Другой случай, где бедность местного населения сыграла свою роль, произошел на Филиппинах. В ноябре 2013 года по стране ударил тайфун «Хайян», один из самых мощных тропических циклонов за всю историю наблюдений. Он привел к оползням, швырял машины, как камни, давил здания и смывал целые поселки. В стране погибло тогда как минимум 6300 человек. По оценке одного местного чиновника, город Таклобан был разрушен на 90 %. Когда стихия улеглась, Мо со своей командой сразу же направился именно туда. Город лежал в руинах. Два года спустя его даже посетит папа римский Франциск и попытается пробудить надежду. На мессу у аэропорта соберется 30 тысяч человек.
Я говорю Мо, что помню ту историю: в The New York Times писали, что тела не убирали неделями. Он отводит взгляд, как будто до сих пор не может поверить в то, что видел. «Хейли, у меня есть фотографии». Он подходит к письменному столу, роется в компьютере и ворчит: «Господи, сколько же чертовых слайдов мне пришлось делать!» Наконец на экране появляется презентация. Вот штаб-квартира миссии: заброшенное здание с одним туалетом, палатки, шаткие садовые шатры, которые служили временными моргами, – ничего более подходящего местные власти предоставить не смогли. Официального снабжения моргов в этом районе не было, не было и холодильных камер. На одной из этих беседок надпись «I ♥ TACLOBAN». За ней простирается болотистое поле с тучами москитов и тысячи мешков с трупами. Мешки лопаются на жаре – в то время температура была в среднем 27 градусов Цельсия, а влажность – 84 %. Разложение в таком климате происходит очень быстро, накопившиеся газы разрывают материал, и содержимое разливается лужей. Я спрашиваю о том, чем там пахло. Он отрывает глаза от экрана и замолкает, как будто никогда об этом не задумывался. «Мне кажется, у меня не очень хорошее обоняние. В моей работе это, наверное, даже полезно. Впрочем, на Шри-Ланке 14 часов езды на машине был сладкий запах смерти».

··········

### [ЧАСТИ УПРАЖНЕНИЯ]
- a) Какие географические названия встречаются в отрывке о тайфуне «Хайян»? Перечислите все.
- b) Допишите следующий абзац отрывка о тайфуне «Хайян».
Данные ниже — отдельный материал, с отрывком они не связаны.

### [ИСХОДНЫЕ ДАННЫЕ]

··········

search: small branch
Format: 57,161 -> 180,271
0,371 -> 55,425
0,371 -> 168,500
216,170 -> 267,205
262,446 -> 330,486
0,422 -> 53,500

··········

### [ОТВЕТЫ К УПРАЖНЕНИЮ]
- a) Филиппины, Таклобан, Шри-Ланка.

- b)
Еще фотографии с Филиппин. Вот Мо вылавливает три тела из лагуны. Их туда забросил не тайфун. Тела разлагались на открытом месте, и местный полицейский, желая спасти выживших от зрелища, запаха, от ужаса, свалил их в ближайший водоем и тем самым только отравил воду для всей округи. Трупы раздутые, обмякшие, бледные, лицом в воде. Их выуживали с лодки двумя досками: одну заводили под пояс, другую – под руки, а потом везли на берег. Вдоль спины кожа гладкая и набухшая, а передняя часть тела представляет собой скелет, лицо съели какие-то существа. «После авиакатастроф нам приходилось доставать тела, которые покусали акулы», – поясняет Мо, перещелкивая слайды. Природа с этим не тянет. Вот трупы на брезенте. Вот Мо поднимает ногу жертвы и демонстрирует синюю веревку – тот полицейский решил привязать трупы ко дну, чтобы они исчезли.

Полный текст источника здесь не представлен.